Source records:
[Start of section]

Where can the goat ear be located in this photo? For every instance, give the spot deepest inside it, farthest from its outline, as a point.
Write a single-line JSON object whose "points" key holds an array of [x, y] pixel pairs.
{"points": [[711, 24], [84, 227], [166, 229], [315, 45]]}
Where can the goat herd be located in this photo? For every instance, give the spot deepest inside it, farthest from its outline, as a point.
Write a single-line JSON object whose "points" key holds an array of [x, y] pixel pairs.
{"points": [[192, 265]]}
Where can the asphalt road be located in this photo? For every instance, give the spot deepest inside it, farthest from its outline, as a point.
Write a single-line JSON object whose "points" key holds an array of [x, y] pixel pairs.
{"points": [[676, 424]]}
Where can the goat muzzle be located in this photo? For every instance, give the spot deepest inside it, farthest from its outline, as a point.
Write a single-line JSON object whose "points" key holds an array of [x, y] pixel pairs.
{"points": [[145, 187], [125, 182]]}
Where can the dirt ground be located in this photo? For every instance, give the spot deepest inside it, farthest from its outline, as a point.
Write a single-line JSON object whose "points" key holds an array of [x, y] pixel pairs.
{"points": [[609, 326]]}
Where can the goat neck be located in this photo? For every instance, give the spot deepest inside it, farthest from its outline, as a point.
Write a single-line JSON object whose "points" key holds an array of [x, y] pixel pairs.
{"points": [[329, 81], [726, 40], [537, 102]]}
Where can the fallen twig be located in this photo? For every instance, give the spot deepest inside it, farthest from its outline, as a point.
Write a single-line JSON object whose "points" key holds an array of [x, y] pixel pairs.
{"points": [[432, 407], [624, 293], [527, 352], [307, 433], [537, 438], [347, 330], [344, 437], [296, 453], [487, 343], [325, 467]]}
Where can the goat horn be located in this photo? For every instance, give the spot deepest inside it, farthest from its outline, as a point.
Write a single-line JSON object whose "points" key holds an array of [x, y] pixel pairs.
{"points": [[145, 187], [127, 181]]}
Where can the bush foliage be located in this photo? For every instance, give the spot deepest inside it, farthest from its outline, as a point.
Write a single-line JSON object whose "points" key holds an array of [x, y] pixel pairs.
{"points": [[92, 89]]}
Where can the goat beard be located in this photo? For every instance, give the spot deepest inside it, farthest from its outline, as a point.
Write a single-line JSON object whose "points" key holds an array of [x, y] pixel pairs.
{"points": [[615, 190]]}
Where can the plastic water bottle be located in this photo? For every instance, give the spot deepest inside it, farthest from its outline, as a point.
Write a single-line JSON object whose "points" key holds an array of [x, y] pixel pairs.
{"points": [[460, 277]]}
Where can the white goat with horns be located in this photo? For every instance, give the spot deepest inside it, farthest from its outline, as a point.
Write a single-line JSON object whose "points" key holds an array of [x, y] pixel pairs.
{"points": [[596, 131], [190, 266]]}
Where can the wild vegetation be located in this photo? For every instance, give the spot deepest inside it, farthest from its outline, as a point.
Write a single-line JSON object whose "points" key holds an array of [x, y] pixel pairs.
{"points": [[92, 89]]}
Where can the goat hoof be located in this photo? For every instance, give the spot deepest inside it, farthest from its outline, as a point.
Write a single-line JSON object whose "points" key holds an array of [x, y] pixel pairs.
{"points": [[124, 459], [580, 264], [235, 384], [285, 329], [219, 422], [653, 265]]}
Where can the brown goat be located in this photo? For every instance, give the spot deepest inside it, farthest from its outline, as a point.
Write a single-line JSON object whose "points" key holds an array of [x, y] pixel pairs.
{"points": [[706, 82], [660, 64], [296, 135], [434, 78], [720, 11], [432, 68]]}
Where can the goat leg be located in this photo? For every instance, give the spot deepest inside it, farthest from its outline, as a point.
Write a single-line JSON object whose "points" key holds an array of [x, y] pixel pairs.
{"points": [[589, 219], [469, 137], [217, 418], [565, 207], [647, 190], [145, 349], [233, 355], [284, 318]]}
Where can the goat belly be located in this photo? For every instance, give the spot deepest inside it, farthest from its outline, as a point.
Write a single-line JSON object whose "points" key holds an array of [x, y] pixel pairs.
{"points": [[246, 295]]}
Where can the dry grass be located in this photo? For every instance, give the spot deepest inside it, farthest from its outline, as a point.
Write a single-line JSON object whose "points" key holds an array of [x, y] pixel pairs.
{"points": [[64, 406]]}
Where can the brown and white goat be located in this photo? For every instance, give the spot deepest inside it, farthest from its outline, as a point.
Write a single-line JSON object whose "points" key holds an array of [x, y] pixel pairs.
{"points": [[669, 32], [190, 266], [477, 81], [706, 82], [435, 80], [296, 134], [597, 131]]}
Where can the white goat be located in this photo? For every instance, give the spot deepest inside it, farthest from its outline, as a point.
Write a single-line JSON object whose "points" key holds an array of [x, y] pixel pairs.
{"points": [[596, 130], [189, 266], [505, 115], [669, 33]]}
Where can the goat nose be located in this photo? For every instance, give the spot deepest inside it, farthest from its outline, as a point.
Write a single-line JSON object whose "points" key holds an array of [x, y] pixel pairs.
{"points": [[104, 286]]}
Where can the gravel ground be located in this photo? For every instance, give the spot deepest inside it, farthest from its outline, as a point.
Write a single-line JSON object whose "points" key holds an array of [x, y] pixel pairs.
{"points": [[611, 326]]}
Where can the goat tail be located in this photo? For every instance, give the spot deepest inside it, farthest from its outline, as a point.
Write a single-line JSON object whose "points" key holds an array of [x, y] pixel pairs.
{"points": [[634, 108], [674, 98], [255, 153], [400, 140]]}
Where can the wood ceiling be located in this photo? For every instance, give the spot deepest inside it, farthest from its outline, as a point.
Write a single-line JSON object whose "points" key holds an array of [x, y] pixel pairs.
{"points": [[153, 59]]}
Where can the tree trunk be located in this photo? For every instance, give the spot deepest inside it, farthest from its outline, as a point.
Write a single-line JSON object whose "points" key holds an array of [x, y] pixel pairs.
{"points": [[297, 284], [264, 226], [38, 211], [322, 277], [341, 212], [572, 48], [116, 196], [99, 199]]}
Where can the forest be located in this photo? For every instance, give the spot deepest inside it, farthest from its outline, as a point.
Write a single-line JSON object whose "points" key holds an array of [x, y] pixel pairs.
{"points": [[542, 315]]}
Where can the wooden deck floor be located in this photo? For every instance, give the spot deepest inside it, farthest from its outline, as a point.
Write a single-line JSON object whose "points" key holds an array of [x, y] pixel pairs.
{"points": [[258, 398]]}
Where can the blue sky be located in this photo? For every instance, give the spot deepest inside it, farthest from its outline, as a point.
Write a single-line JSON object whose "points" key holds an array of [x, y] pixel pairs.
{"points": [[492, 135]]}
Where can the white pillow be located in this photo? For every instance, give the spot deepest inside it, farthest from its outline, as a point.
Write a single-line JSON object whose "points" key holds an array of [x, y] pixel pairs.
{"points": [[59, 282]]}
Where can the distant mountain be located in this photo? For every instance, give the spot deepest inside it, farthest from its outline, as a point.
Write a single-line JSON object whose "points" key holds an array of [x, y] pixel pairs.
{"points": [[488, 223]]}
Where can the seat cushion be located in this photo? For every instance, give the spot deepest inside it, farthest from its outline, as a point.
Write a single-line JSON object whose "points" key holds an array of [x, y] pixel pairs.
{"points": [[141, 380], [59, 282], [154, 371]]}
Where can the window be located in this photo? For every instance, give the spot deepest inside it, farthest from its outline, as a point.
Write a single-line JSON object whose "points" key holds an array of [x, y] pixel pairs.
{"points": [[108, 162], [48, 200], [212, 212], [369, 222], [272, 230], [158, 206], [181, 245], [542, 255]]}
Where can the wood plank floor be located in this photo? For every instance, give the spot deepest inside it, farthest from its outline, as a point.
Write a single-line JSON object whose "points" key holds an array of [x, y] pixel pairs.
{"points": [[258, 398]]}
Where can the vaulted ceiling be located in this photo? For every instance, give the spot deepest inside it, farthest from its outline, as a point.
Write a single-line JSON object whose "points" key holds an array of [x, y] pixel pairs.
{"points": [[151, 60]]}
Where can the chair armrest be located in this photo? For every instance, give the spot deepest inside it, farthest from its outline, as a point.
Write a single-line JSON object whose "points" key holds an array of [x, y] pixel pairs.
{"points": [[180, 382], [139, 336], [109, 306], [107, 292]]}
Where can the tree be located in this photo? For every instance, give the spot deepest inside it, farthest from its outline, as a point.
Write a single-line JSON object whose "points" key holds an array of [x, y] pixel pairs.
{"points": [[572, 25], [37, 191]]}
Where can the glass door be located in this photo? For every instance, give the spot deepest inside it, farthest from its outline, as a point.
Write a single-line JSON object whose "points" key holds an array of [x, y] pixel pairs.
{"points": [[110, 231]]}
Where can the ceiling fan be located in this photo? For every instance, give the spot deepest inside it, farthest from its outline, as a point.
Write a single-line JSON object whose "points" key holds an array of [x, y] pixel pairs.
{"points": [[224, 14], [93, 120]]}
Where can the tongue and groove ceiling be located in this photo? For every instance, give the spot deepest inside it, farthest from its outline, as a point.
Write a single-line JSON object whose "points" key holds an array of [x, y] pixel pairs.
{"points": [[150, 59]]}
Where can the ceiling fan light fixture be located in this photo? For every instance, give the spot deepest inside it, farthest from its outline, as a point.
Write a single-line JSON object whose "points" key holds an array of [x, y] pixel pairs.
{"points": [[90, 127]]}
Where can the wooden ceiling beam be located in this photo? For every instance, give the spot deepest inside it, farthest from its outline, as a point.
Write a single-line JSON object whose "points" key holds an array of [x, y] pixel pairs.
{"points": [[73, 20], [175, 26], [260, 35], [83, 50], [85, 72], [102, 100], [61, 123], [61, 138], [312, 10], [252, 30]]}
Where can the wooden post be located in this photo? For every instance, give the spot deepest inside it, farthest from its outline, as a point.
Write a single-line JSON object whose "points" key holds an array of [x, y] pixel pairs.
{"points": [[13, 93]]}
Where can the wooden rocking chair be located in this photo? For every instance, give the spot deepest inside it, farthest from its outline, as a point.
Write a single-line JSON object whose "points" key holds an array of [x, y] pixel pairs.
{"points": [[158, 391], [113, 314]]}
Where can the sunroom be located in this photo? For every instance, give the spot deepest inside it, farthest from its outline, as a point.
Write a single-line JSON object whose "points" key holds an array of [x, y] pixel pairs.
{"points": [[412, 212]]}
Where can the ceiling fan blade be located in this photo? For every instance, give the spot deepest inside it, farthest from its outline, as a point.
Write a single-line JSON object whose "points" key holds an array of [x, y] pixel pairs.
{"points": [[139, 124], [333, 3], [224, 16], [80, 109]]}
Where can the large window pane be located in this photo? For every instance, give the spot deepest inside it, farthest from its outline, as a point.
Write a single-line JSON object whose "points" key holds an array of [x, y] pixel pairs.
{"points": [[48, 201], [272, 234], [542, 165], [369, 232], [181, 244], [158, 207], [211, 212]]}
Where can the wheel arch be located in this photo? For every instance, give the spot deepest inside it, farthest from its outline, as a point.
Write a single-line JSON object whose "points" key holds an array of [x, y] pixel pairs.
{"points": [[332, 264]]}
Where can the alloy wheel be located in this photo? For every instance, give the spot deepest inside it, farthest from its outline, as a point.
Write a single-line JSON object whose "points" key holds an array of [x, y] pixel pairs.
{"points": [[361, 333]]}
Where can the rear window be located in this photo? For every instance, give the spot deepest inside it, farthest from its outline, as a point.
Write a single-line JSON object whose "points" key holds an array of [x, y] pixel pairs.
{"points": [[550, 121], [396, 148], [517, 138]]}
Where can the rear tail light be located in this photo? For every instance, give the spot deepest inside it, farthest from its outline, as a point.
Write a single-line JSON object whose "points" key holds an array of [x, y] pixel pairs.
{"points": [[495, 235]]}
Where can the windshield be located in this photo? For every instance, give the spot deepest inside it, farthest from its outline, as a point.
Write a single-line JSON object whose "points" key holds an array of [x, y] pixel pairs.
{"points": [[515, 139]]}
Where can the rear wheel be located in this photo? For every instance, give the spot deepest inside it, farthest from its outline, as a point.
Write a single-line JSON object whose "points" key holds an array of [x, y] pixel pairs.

[End of section]

== ASSIGNMENT ==
Scan the entries above. Copy each line that has the string "light".

== EXERCISE SOLUTION ==
Where can the ceiling fan light fixture be located in this photo? For every instance, give the spot deepest inside it, farthest from its outline, as a point.
Where can the rear tail light be located in this photo? For every instance, give the spot deepest inside it, farthest from its outline, as a point.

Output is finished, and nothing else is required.